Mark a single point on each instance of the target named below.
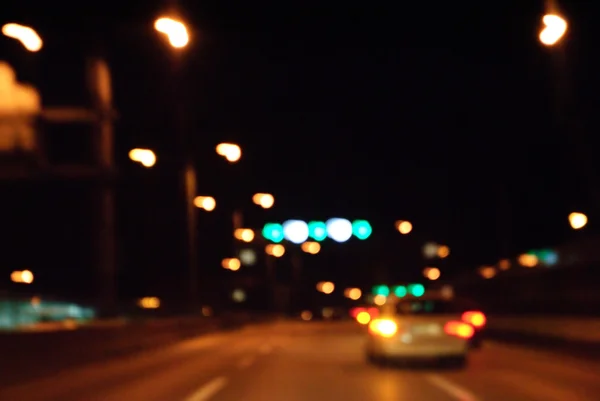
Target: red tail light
(459, 329)
(474, 318)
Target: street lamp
(175, 30)
(207, 203)
(276, 250)
(24, 34)
(22, 276)
(229, 151)
(311, 247)
(266, 201)
(577, 220)
(554, 29)
(145, 157)
(403, 226)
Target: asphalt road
(297, 361)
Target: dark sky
(447, 115)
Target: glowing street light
(443, 251)
(207, 203)
(432, 273)
(353, 293)
(145, 157)
(403, 226)
(266, 201)
(311, 247)
(229, 151)
(24, 34)
(22, 276)
(577, 220)
(244, 234)
(175, 30)
(487, 272)
(276, 250)
(232, 264)
(554, 29)
(326, 287)
(149, 303)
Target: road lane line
(246, 362)
(208, 390)
(451, 388)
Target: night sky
(453, 117)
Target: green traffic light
(400, 291)
(317, 230)
(361, 229)
(416, 290)
(381, 290)
(273, 232)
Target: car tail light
(474, 318)
(383, 327)
(459, 329)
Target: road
(297, 361)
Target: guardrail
(574, 336)
(30, 354)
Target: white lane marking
(265, 349)
(208, 390)
(451, 388)
(246, 362)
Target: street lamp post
(176, 32)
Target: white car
(420, 328)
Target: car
(429, 327)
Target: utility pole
(101, 174)
(100, 87)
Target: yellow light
(527, 260)
(229, 151)
(404, 227)
(244, 234)
(443, 251)
(554, 29)
(363, 317)
(306, 315)
(311, 247)
(487, 272)
(577, 220)
(24, 34)
(207, 203)
(432, 273)
(232, 264)
(383, 327)
(353, 293)
(149, 303)
(276, 250)
(176, 31)
(145, 157)
(504, 264)
(327, 287)
(266, 201)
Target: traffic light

_Directions_
Rewrite the material starting at the line that contains "Target: road lane line" and ending at the end of the material, both ends included. Keep every request line, and multiply each coordinate in the answers by 1.75, rounding to whole numbers with halves rounded up.

_Solution below_
Target: road lane line
(431, 634)
(364, 683)
(789, 679)
Target: night sky
(793, 205)
Target: green traffic light
(700, 509)
(555, 403)
(632, 401)
(728, 508)
(667, 508)
(478, 406)
Target: car tail light
(830, 557)
(670, 572)
(803, 576)
Target: road
(520, 632)
Target: guardrail
(1005, 588)
(53, 620)
Target: white lane marking
(464, 611)
(364, 683)
(789, 679)
(431, 634)
Target: street lamp post
(308, 56)
Target: white car
(735, 574)
Target: car
(751, 572)
Target: utility pole
(177, 305)
(175, 152)
Target: yellow light
(922, 455)
(401, 264)
(707, 397)
(427, 410)
(775, 439)
(970, 51)
(635, 555)
(536, 551)
(544, 432)
(852, 476)
(1010, 385)
(42, 60)
(362, 355)
(756, 478)
(406, 462)
(670, 572)
(618, 513)
(261, 530)
(483, 438)
(308, 54)
(254, 275)
(882, 462)
(572, 502)
(466, 352)
Target: traffic light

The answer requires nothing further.